Set task: The records that follow are to be transcribed in full, without their images.

Records to process:
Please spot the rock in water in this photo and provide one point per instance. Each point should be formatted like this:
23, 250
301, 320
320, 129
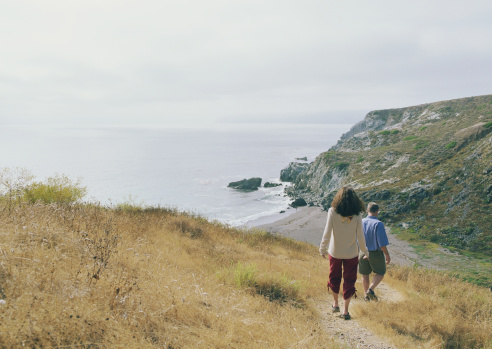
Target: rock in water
246, 184
298, 202
290, 173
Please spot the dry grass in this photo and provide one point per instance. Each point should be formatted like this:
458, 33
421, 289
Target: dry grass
438, 311
86, 276
91, 277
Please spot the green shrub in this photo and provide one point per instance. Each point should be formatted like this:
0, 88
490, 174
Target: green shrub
280, 289
450, 145
58, 189
342, 165
244, 275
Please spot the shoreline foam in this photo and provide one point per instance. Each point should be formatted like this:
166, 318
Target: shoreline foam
305, 224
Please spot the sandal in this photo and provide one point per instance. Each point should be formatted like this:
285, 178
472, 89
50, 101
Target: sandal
371, 295
344, 316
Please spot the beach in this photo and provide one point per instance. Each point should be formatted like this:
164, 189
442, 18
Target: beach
308, 223
302, 224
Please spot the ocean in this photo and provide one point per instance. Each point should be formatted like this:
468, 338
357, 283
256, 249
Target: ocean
186, 167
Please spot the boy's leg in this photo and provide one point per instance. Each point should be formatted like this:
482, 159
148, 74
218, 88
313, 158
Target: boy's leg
365, 282
375, 281
335, 278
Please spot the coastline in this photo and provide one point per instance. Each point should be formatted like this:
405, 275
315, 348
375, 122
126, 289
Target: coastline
303, 224
308, 223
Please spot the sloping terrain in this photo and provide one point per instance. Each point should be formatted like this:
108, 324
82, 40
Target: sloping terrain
429, 166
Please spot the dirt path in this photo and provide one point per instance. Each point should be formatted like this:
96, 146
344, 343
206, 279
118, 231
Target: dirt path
351, 333
308, 225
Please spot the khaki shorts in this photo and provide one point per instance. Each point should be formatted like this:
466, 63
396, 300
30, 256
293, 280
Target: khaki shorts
376, 263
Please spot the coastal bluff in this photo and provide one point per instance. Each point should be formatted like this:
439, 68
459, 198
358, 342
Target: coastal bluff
429, 166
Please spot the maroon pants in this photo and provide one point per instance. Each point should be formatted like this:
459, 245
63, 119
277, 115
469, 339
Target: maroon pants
349, 275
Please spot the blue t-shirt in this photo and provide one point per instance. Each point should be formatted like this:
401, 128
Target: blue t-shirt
374, 233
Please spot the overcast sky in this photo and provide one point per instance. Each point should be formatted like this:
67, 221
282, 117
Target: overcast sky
162, 61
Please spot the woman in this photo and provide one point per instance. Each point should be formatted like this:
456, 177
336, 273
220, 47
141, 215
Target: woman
342, 238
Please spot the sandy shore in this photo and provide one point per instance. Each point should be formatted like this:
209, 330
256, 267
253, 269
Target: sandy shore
307, 224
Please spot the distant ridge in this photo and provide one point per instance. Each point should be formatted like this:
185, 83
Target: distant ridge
429, 166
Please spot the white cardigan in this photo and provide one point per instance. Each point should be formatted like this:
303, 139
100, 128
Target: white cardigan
343, 237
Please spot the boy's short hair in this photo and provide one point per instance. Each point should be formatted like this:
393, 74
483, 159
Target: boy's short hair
372, 207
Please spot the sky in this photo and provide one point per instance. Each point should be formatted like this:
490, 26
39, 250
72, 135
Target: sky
147, 62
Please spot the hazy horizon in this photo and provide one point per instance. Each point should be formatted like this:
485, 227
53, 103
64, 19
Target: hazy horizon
165, 62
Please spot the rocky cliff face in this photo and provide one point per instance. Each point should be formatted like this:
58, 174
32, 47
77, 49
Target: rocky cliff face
429, 166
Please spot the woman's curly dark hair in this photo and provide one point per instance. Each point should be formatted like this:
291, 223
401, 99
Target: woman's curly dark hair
346, 203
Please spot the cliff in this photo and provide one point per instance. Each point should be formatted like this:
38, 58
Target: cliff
429, 166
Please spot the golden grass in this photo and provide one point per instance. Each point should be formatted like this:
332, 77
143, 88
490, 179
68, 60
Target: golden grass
92, 277
86, 276
438, 311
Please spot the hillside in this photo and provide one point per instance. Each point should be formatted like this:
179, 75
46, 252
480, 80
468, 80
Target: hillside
86, 276
429, 166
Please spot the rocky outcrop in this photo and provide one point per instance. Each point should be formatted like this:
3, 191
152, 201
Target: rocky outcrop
246, 184
290, 173
427, 166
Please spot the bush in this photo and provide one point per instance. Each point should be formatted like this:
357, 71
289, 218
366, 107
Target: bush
450, 145
342, 165
58, 189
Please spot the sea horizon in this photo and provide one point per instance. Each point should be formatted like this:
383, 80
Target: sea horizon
184, 167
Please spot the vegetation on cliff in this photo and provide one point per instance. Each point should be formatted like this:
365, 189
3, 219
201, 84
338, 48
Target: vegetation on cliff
429, 166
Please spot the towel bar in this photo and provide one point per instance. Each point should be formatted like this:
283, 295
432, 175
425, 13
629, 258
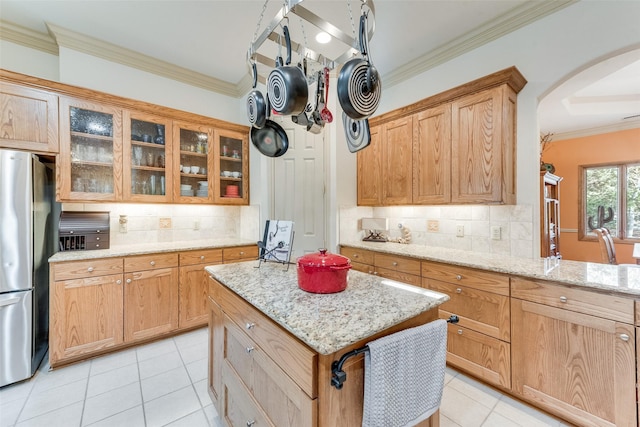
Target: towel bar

Task solution:
Please spot the rock in water in this photo and provide one point per instance. Each point should be formatted like this:
23, 250
301, 320
320, 129
Target: rock in water
246, 184
298, 202
290, 173
Please spot the dry grass in this photo and provide one point per instance. Each point should be formatted like this:
458, 33
421, 289
Target: dry grass
438, 311
86, 276
91, 277
Please spot the green shrub in this photo and provide one point per instance. Each point should be formatted like this:
0, 88
490, 174
Target: green shrub
280, 289
450, 145
58, 189
342, 165
244, 275
Please spot the shoreline foam in this photo and provide one point per instance. Each point should be formatted like this:
166, 318
Target: shoreline foam
305, 224
Please spot the sandal in this photo and provide one point per instance. Each point should be formatted like this:
285, 178
472, 89
50, 101
Target: sandal
371, 295
344, 316
Please spot the beach in this photo and provide one point per instance. Each point should be formatted like this:
164, 189
442, 18
Target: beach
308, 223
302, 224
Please spot the ocean in this photo and provide one point per instance. Each point should be formatted like this:
468, 338
357, 283
256, 249
Target: ocean
186, 167
Please spot the boy's leg in this photo and provide one point per instance. Each point should be formatted like this:
482, 159
148, 74
218, 88
313, 158
Target: boy's leg
365, 282
375, 281
335, 278
Please spot the coastline in this photo and provide one point per instance. Each point should be formatted like this:
405, 275
315, 348
375, 122
126, 289
Target: coastline
303, 224
308, 223
Please spot the sloping terrain in this photo and provide one point per instance. Each point should be formatted like this:
108, 324
82, 40
Target: sloping terrain
429, 166
Please spot the dirt path in this photo and provide one point per instance. Each point should be formatted like this:
96, 146
344, 343
206, 279
118, 231
Target: dirt path
351, 333
308, 225
Please spot the khaki shorts in this photo and provide one point per instance. Each point should be formatted like this:
466, 63
396, 300
30, 256
293, 280
Target: khaki shorts
376, 263
Please spot the coastal bluff in this photo and provide one point per instance. Each point should be formatted like this:
439, 68
459, 198
358, 342
Target: coastal bluff
429, 166
Please spot the maroon pants in this photo and provide one point per instance. Each point should be formatted like this:
459, 245
63, 119
277, 115
469, 339
Target: maroon pants
349, 275
Please spot the blue t-shirt in this photo and provide one point per instance. Each point should be formatted like this:
401, 128
Target: blue t-shirt
374, 233
Please spot the overcast sky in this photo and provide one point per instance. Each point should be formatted like this:
67, 221
282, 117
Target: overcast sky
162, 61
Please spot the woman in this photo and provide one point per instance. Each point should be formatted like this:
456, 177
336, 273
220, 47
141, 215
Target: woman
342, 238
Please spot the sandy shore in this photo and provide one point per instance. Each point should be formatted like this:
209, 330
256, 267
253, 269
Target: sandy shore
307, 224
Please spot the distant ridge in this photo and provide one point per instance. Each point should be formatted like this:
185, 83
Target: distant ridge
429, 166
Please spot the white cardigan in this photo and provide one point per instance. Each point should be formatted like this:
303, 139
100, 128
Target: white cardigan
343, 237
Please spot the boy's short hair in this photo and provide one point per instance. Each point should be formatted like this:
393, 74
483, 159
Target: boy's short hair
372, 207
Please spot the sky in this photo and provide one point per instance. Each point should be formatted like this:
490, 26
39, 250
72, 135
Target: sky
147, 62
Please spot the hazy horizon in this photo and provide one point per instance. Each point should be formatted like this:
485, 227
53, 103
64, 19
Target: hazy horizon
165, 62
Please spot the rocky cliff face in this photo and provide one point per instance. Each point should be formatted like this:
58, 174
32, 47
77, 49
Target: rocky cliff face
429, 166
Please spot the woman's curly dark hair in this photo and provide one point per instance. Each point should be formatted like this:
291, 223
401, 99
Target: woman's curly dark hair
346, 203
Please spot the cliff in this photo and provide one point per instance. Each point should be formatted like this:
38, 58
Target: cliff
429, 166
Please spot the golden grass in this photo and provide one point per instance. Each point should be formatted like this:
332, 77
143, 88
490, 179
68, 60
Target: golden grass
92, 277
86, 276
438, 311
Please spot the hillside in this photo and provide one point per instance. Each point should be formatted like this:
179, 75
46, 252
480, 80
468, 80
Target: hillside
86, 276
429, 166
Please spot the rocky outcrop in this photo and provide one point per instance. Each point should be formatted like this:
3, 191
152, 201
Target: rocky outcrop
246, 184
290, 173
427, 166
Please spot the bush in this photo and provide one point per instance. Each point should be formatted like this:
357, 71
289, 218
366, 107
Target: bush
450, 145
342, 165
58, 189
Please spot the sea horizon in this photo and provide one point per instance. Each point should be formatted like this:
383, 80
Target: sea horizon
184, 167
Please spot the vegetation on cliff in this photo and provide one point per instance. Each point should be formatted like this:
365, 189
3, 219
201, 84
338, 48
Target: vegetation on cliff
429, 166
Please spot the towel bar in this photo and provide one point per instance. Each point should be formatted like this:
283, 295
432, 175
425, 13
629, 258
Target: towel bar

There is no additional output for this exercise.